### Textauszug
# # # #

Direkt zum Seiteninhalt

Judith Herzberg: Gedichte aus den Jahren 1999-2024

Rezensionen/Lesetipp > Rezensionen, Besprechungen


Monika Vasik

Judith Herzberg: Gedichte aus den Jahren 1999-2024. Niederländisch, deutsch. Übersetzt von Christiane Kuby. Berlin (Edition Rugerup) 2024. 155 Seiten. 24,00 Euro.

„worauf es ankommt“


2001 erwarb ich ein schmales, zweisprachiges Bändchen mit 13 Gedichten, das im Verlag Edition Korrespondenzen erschienen war. Es trug den Titel Dinge, übersetzt aus dem Niederländischen von Ulrike Schwabe. Judith Herzberg, geboren 1934 in Amsterdam, war mir damals unbekannt, doch die Texte erweckten beim Durchblättern sofort mein Interesse. Sie kreisten um drei Hauptthemen: das Nachsinnen über Krieg und Frieden, die Endlichkeit des Lebens sowie Betrachtungen der gesellschaftlichen Position der Frau aus Sicht einer Feministin. Es waren einfache Verse mit großer Tiefe, die wie nebenbei durch Auslassungen und das Nichtgesagte entstand. Herzberg zeichnete kritisch auf und analysierte in einem bemerkenswerten Wechsel von abgeklärter Sachlichkeit, Leidenschaft und diskretem Humor, fern jedes Anflugs von Pathos. Gern hätte ich mir weitere Gedichtbände zugelegt, um mich ins Werk der Dichterin vertiefen zu können, doch ich bin des Niederländischen nicht mächtig und es war laut Buchhandel kein weiteres Werk von ihr in deutscher Sprache verfügbar, obwohl es, wie heute leicht im Netz recherchierbar, zuvor schon Publikationen auf Deutsch gegeben hatte, etwa in der Friedenauer Presse (Knistern, 1993) oder im Agora Verlag (Tagesreste, 1986)

# # # #

### Bereitgestellte Daten
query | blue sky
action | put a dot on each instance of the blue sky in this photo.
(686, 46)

# # # #

### Arbeitsanweisungen
(1) Geben Sie aus dem Textauszug alles von „Rezensionen/Lesetipp > Rezensionen, Besprechungen“ bis hinunter zu „Seiten. 24,00 Euro.“ wortgetreu wieder.
(2) Fassen Sie den Textauszug in zwei Sätzen zusammen.

### Lösungen
(1)
Rezensionen/Lesetipp > Rezensionen, Besprechungen


Monika Vasik

Judith Herzberg: Gedichte aus den Jahren 1999-2024. Niederländisch, deutsch. Übersetzt von Christiane Kuby. Berlin (Edition Rugerup) 2024. 155 Seiten. 24,00 Euro.

(2) Monika Vasik bespricht Judith Herzbergs zweisprachigen Band „Gedichte aus den Jahren 1999-2024“, den Christiane Kuby übersetzt hat und der 2024 in der Edition Rugerup erschienen ist. Sie erinnert sich an das 2001 erworbene Bändchen „Dinge“, dessen einfache, tiefgründige Gedichte um Krieg und Frieden, die Endlichkeit des Lebens und die gesellschaftliche Position der Frau kreisten, und daran, dass sie ohne Niederländischkenntnisse und ohne im Buchhandel verfügbare deutsche Ausgaben nicht weiterlesen konnte.